Requirement: In the listing below, find the line that contains "In this picture, where can the metal spoon" and the line that contains "In this picture, where can the green". Quote both and every line between them, exactly, and nothing more.

Segment Start: Given records

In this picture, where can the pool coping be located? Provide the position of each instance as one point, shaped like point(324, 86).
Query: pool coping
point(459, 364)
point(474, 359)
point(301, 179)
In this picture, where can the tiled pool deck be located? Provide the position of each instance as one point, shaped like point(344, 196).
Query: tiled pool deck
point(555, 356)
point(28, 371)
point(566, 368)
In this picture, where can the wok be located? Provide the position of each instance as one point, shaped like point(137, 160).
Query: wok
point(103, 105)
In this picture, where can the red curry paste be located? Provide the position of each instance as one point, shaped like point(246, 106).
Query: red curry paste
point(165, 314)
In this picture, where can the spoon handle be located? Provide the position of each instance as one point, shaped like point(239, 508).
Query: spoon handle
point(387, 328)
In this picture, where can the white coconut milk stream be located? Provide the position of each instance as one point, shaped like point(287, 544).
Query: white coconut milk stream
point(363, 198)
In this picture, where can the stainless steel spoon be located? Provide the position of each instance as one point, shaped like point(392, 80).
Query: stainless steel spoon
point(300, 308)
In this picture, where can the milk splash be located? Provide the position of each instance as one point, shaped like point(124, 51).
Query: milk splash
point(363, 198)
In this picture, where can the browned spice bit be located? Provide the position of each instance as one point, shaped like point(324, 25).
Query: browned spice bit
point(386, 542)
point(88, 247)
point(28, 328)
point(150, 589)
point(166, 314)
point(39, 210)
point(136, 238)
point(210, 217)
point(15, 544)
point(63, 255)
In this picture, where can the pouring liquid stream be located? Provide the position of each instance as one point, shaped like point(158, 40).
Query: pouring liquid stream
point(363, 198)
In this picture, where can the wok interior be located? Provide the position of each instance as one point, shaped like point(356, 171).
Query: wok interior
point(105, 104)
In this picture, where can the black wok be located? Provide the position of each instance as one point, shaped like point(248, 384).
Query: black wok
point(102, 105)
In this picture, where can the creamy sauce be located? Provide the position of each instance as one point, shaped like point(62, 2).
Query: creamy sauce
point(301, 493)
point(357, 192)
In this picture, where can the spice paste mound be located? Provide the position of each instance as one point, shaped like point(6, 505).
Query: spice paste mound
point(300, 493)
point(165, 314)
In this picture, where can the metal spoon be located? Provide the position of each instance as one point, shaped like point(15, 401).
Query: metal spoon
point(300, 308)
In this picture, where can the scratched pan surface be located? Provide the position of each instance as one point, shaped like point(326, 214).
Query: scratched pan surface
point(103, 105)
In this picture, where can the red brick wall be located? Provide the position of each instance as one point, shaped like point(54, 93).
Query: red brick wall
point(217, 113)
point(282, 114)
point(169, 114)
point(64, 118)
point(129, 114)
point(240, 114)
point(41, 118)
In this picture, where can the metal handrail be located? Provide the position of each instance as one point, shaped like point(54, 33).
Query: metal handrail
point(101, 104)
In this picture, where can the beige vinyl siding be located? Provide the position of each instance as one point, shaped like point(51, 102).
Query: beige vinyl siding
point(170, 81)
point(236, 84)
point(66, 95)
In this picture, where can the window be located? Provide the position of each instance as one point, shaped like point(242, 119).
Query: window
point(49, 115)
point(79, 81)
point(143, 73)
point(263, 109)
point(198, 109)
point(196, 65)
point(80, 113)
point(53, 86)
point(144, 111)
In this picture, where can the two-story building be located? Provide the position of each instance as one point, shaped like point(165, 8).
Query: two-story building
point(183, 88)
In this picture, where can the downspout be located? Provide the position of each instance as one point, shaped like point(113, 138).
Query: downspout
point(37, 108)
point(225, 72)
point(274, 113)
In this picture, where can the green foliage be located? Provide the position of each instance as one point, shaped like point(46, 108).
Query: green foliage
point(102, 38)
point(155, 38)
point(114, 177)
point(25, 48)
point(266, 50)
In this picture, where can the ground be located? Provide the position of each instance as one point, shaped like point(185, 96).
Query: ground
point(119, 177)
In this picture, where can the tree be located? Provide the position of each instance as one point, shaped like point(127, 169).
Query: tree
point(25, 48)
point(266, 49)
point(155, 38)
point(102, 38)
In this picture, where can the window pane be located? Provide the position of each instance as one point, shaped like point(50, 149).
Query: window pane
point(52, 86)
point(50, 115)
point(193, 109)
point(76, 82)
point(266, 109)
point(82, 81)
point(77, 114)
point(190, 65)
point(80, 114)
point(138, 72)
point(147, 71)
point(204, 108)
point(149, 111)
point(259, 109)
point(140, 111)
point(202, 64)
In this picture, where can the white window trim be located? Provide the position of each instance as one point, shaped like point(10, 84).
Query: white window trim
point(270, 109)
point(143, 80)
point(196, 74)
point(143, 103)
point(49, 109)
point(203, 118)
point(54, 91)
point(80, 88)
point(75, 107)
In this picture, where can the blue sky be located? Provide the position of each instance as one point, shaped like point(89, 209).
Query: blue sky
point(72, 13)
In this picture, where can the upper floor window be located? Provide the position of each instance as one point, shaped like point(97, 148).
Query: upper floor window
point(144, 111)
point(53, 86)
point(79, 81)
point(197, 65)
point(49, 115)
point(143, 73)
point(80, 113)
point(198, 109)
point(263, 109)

Segment End: Given records

Exercise answer:
In this picture, where can the metal spoon be located? Provide the position of each instance as one point, shaped like point(15, 401).
Query: metal spoon
point(300, 308)
In this picture, where can the scratched pan surface be located? Provide the position of each instance as one point, shaped like point(326, 214).
Query: scratched pan surface
point(103, 105)
In this picture, where can the red brick wall be located? Provide the position of each instance as one point, shaped like point(54, 93).
Query: red brick wall
point(217, 113)
point(282, 114)
point(169, 114)
point(64, 118)
point(129, 114)
point(240, 114)
point(41, 118)
In this picture, where can the metal handrail be located? Provide the position of each instance as one point, shaped like point(54, 33).
Query: metal handrail
point(101, 104)
In this picture, where can the beige vinyl siding be located? Provide the position of each instance as one point, shaped like point(51, 102).
Query: beige vinyl siding
point(170, 81)
point(236, 84)
point(66, 95)
In this picture, where can the window be located? Provide the position of each instance as one point, shaped like point(242, 119).
Query: window
point(49, 115)
point(79, 81)
point(143, 73)
point(263, 109)
point(198, 109)
point(196, 65)
point(80, 113)
point(53, 86)
point(144, 111)
In this picture, where can the two-story building be located? Provide the position of each instance as one point, shaped like point(165, 8).
Query: two-story building
point(183, 88)
In this picture, where can the downspout be located? Provide the position of each instance as one point, shaped like point(113, 138).
Query: downspout
point(37, 108)
point(225, 72)
point(274, 113)
In this picture, where can the green foliage be located? Provide the position of each instance as one point, shaped like point(46, 108).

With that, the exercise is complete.